» **What you are asked to do**
Return only the lines from the one containing "Target: silver compass case" to the end of the entries below, exactly as written, both ends included.

» **The input**
★ ★ ★ ★ ★
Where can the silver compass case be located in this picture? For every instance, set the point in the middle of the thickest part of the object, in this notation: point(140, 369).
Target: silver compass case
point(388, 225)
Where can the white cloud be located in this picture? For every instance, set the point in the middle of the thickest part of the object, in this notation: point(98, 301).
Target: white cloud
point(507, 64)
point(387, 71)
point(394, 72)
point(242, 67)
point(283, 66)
★ ★ ★ ★ ★
» **Result of this task**
Target: silver compass case
point(388, 225)
Where can the white cloud be located in this picture? For every instance, set the point in the middle of the thickest part of the object, in this notation: point(98, 301).
Target: white cloud
point(507, 64)
point(387, 71)
point(394, 72)
point(242, 67)
point(283, 66)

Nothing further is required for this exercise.